** Start of SUPPLIED RECORDS **
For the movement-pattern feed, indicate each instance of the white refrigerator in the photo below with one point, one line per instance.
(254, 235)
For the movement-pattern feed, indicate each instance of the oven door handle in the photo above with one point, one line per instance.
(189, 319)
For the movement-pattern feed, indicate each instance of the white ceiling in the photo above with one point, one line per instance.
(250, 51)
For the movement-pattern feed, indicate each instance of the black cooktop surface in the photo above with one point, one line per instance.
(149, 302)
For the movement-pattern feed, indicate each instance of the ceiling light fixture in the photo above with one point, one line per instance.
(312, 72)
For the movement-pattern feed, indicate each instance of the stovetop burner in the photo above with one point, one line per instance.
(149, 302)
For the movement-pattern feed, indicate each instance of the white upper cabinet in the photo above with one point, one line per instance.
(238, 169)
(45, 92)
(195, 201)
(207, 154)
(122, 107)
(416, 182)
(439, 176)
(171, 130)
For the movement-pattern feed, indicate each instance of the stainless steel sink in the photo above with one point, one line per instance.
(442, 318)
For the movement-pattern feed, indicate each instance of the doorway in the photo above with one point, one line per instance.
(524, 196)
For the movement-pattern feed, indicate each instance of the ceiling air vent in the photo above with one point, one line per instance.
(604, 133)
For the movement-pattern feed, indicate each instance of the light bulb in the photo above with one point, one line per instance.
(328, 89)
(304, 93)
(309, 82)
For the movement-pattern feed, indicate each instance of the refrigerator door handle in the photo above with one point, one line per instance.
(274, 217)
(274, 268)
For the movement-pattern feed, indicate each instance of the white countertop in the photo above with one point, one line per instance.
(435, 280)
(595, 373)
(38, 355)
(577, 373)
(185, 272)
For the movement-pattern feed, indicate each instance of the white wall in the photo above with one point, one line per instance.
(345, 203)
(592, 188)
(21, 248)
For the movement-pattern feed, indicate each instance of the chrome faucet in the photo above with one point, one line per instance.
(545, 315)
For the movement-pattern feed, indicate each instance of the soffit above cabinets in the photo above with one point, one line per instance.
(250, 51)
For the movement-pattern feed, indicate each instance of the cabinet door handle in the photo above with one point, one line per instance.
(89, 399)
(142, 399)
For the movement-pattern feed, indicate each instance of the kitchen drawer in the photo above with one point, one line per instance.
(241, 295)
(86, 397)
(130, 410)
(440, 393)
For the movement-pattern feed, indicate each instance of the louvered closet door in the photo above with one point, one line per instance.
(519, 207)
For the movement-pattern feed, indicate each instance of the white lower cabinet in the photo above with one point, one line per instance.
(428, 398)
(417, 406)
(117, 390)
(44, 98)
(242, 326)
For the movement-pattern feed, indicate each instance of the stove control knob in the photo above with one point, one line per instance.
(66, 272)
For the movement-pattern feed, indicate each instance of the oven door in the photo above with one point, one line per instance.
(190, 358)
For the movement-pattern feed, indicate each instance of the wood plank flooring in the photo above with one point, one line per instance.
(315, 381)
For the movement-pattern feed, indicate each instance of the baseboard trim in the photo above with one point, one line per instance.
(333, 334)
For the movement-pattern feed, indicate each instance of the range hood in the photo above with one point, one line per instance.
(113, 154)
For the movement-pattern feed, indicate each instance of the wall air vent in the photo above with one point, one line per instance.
** End of SUPPLIED RECORDS **
Scale the listing from the line containing "of the louvered" through the end of the listing, inclusive, by copying out every line, requests included. Multiply each point coordinate in the answers by 1.35 and round it to a whole number, rounding halves up.

For the movement-pattern feed, indicate each instance of the louvered closet door in the photo above with one point, one line per instance.
(701, 279)
For the movement-pattern feed, indicate each instance of the white lower cabinet in the photo above with one point, one line per instance.
(578, 537)
(563, 548)
(158, 527)
(59, 132)
(327, 440)
For the movement-pattern feed, indicate each instance of the stove control knob in the photo above with one point, one line per instance.
(89, 367)
For the movement-pattern feed, indicate each instance of the oven door in the photo above with one point, one line per instance.
(257, 483)
For the movement-pattern feed, indicate each instance of the wood plank flooring in the photo above with one point, one line per instance.
(425, 514)
For the movement-pattern feed, indicate each instance of the baseboard trim in the photo above with one point, one line per instance.
(450, 451)
For the movement-pattern feed, indicate each instance of the range hood in the photo above with one point, one line per instance.
(153, 208)
For the movement-pattern feed, indicate each instance of the wall air vent in the photo above with one point, one line per instance.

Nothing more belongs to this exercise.